| TASK TO CARRY OUT |
Set out the rows below as a numbered list, from the start of the rows up to and including the line containing "point(301, 325)", and leave out any blank lines.

| RECORDED DATA |
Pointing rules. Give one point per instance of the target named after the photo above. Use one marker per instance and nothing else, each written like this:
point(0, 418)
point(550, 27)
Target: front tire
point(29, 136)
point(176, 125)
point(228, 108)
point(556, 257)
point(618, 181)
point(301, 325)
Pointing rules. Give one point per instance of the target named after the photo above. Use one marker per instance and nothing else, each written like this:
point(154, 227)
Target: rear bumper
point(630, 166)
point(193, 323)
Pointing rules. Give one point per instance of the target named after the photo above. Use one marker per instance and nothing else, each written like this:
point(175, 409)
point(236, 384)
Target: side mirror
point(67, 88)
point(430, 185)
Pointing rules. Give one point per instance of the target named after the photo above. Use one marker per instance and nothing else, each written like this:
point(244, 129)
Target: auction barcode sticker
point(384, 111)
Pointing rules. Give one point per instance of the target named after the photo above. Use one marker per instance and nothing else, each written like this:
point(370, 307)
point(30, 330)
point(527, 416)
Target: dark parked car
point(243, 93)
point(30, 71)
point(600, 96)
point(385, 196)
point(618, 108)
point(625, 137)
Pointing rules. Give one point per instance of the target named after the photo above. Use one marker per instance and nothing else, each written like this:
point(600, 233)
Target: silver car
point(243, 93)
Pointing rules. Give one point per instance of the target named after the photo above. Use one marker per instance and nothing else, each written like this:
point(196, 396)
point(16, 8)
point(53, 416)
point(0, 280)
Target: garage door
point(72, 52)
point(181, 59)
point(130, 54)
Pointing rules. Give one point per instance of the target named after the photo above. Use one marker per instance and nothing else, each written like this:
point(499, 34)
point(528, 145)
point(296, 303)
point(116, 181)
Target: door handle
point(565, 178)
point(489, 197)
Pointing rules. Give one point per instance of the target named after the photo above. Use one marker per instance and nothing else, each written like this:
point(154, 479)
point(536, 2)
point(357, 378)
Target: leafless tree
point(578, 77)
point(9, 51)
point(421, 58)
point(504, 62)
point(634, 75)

| EXERCISE ANSWER |
1. Pointing rules. Give one point per instance of the target named after the photo above. Use one marker per instance and nothing else, each written like this:
2. point(0, 418)
3. point(550, 27)
4. Target: front tire
5. point(29, 136)
6. point(176, 125)
7. point(228, 108)
8. point(556, 257)
9. point(618, 181)
10. point(301, 325)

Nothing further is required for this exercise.